→ **TASK REQUIREMENTS**:
Copy exactly every line below, from the first through the one that contains "box: [232, 282, 273, 300]", and skip all pictures.

Stored items
-----

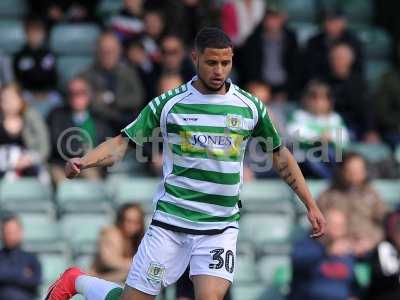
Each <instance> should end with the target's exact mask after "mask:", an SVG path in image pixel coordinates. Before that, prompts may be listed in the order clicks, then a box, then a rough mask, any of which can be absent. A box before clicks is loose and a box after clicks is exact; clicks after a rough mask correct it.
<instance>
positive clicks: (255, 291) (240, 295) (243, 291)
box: [232, 282, 273, 300]
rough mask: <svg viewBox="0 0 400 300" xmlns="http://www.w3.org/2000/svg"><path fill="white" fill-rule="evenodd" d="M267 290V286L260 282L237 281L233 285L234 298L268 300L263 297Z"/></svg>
mask: <svg viewBox="0 0 400 300" xmlns="http://www.w3.org/2000/svg"><path fill="white" fill-rule="evenodd" d="M265 290H266V287H265V286H264V285H263V284H260V283H248V284H240V283H239V282H237V283H236V284H235V283H234V284H233V285H232V295H233V300H244V299H246V300H266V299H265V298H263V293H264V292H265ZM268 300H270V299H268ZM271 300H273V299H271Z"/></svg>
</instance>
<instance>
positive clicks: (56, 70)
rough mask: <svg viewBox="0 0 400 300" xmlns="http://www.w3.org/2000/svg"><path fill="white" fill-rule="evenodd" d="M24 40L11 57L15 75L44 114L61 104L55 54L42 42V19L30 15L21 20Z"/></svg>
mask: <svg viewBox="0 0 400 300" xmlns="http://www.w3.org/2000/svg"><path fill="white" fill-rule="evenodd" d="M25 34H26V40H27V44H26V45H25V46H24V47H23V48H22V49H21V50H20V51H19V52H18V53H16V55H15V57H14V72H15V76H16V79H17V80H18V82H19V83H20V84H21V86H22V88H23V89H24V98H25V100H27V101H28V102H29V104H30V105H31V106H32V107H34V108H35V109H36V110H37V111H38V112H40V113H41V115H42V116H43V117H44V118H45V117H46V116H47V115H48V113H49V111H50V110H52V109H53V108H54V107H57V106H60V105H61V97H60V95H59V93H58V92H57V91H56V88H57V70H56V57H55V55H54V54H53V53H52V52H51V51H50V50H49V48H48V47H47V45H46V34H47V33H46V27H45V24H44V22H43V21H42V20H40V19H39V18H37V17H31V18H29V19H28V20H27V21H26V22H25Z"/></svg>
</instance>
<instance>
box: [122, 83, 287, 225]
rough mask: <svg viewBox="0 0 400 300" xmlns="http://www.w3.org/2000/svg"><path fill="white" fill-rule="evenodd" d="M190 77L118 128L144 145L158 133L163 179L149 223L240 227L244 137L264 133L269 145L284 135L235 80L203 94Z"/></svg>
mask: <svg viewBox="0 0 400 300" xmlns="http://www.w3.org/2000/svg"><path fill="white" fill-rule="evenodd" d="M194 80H196V77H194V78H193V79H192V80H191V81H189V82H188V83H186V84H184V85H182V86H180V87H178V88H176V89H174V90H171V91H168V92H166V93H164V94H162V95H161V96H159V97H157V98H155V99H153V100H152V101H150V102H149V103H148V104H147V106H146V107H145V108H144V109H143V110H142V111H141V113H140V114H139V116H138V117H137V119H136V120H135V121H134V122H132V123H131V124H129V125H128V126H127V127H126V128H124V129H123V130H122V132H123V133H125V135H127V136H128V137H129V138H130V139H131V140H133V141H134V142H135V143H138V144H142V143H143V142H144V141H147V140H148V139H149V138H150V137H152V134H153V132H154V130H155V129H158V128H159V129H160V130H161V133H162V137H163V159H164V164H163V181H162V183H161V184H160V186H159V188H158V191H157V193H156V195H155V198H154V204H155V212H154V215H153V222H154V221H156V223H158V224H167V225H169V226H170V227H174V228H179V229H183V230H182V231H185V230H186V231H190V232H193V231H199V232H207V231H209V232H217V231H222V230H224V229H225V228H228V227H236V228H237V227H238V223H237V222H238V220H239V218H240V213H239V207H238V201H239V193H240V190H241V186H242V169H243V155H244V150H245V148H246V144H247V141H248V140H249V138H250V137H263V138H266V139H268V140H269V141H270V148H271V149H270V150H273V149H275V148H277V147H279V146H280V144H281V139H280V137H279V135H278V133H277V131H276V129H275V128H274V126H273V124H272V123H271V120H270V118H269V116H268V112H267V109H266V107H265V106H264V104H262V102H261V101H260V100H258V99H257V98H256V97H254V96H252V95H251V94H249V93H247V92H245V91H243V90H242V89H240V88H239V87H237V86H236V85H234V84H232V83H231V84H230V88H229V91H228V92H227V93H226V94H225V95H215V94H209V95H203V94H201V93H200V92H199V91H198V90H196V89H195V88H194V87H193V85H192V82H193V81H194ZM157 132H159V131H157ZM156 136H158V135H157V134H156ZM266 150H267V149H266Z"/></svg>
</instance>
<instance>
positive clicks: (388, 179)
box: [372, 179, 400, 208]
mask: <svg viewBox="0 0 400 300" xmlns="http://www.w3.org/2000/svg"><path fill="white" fill-rule="evenodd" d="M372 185H373V187H374V188H375V189H376V190H377V191H378V193H379V195H380V196H381V197H382V199H383V200H384V201H385V202H386V203H387V204H388V205H389V206H390V207H392V208H395V206H396V205H398V204H400V181H399V180H390V179H378V180H374V181H373V182H372Z"/></svg>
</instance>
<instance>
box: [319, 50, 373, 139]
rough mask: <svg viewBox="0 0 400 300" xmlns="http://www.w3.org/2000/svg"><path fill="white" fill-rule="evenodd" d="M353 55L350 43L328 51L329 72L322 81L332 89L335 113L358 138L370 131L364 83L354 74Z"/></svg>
mask: <svg viewBox="0 0 400 300" xmlns="http://www.w3.org/2000/svg"><path fill="white" fill-rule="evenodd" d="M354 61H355V58H354V52H353V49H352V48H351V46H350V45H349V44H346V43H338V44H335V45H332V47H331V49H330V56H329V65H330V71H329V73H327V74H326V76H325V77H323V79H324V80H325V81H326V82H327V83H328V84H329V85H330V86H331V89H332V96H333V98H334V101H335V110H336V111H337V112H338V113H340V115H341V116H343V118H344V121H345V123H346V125H347V126H348V127H349V129H350V130H351V131H352V133H353V135H354V136H355V137H357V138H362V135H363V134H364V133H366V132H367V131H371V130H372V117H371V116H370V114H371V109H370V106H369V103H368V101H367V100H368V99H367V84H366V82H365V80H364V79H363V77H362V76H361V75H360V74H359V73H356V72H354V71H353V68H352V66H353V64H354Z"/></svg>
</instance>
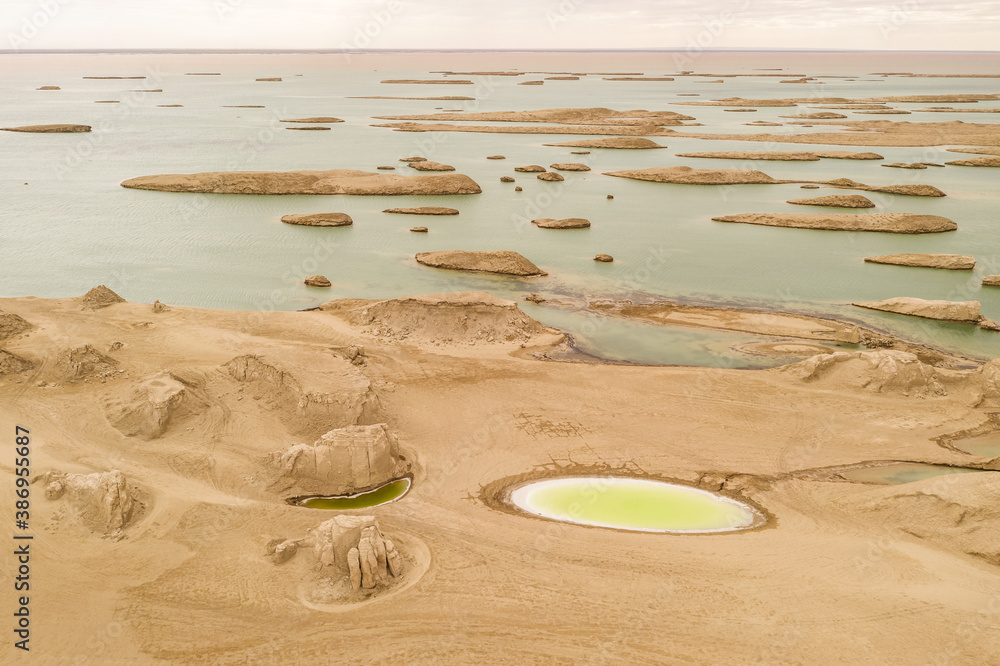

-----

→ **EXERCISE OUTPUT**:
Each <instance> should end with the target's exact mask after "mask:", an SVG path in image pixel coordinates. Before that, prompts may be listed in the order clicks, then a box, then a rough mask, any of which can be absent. A box before clicks is loose and a box after clicks is exact; clicks after a rough mask correct it.
<instance>
positive clicks: (255, 291) (240, 295) (243, 291)
box: [232, 282, 273, 300]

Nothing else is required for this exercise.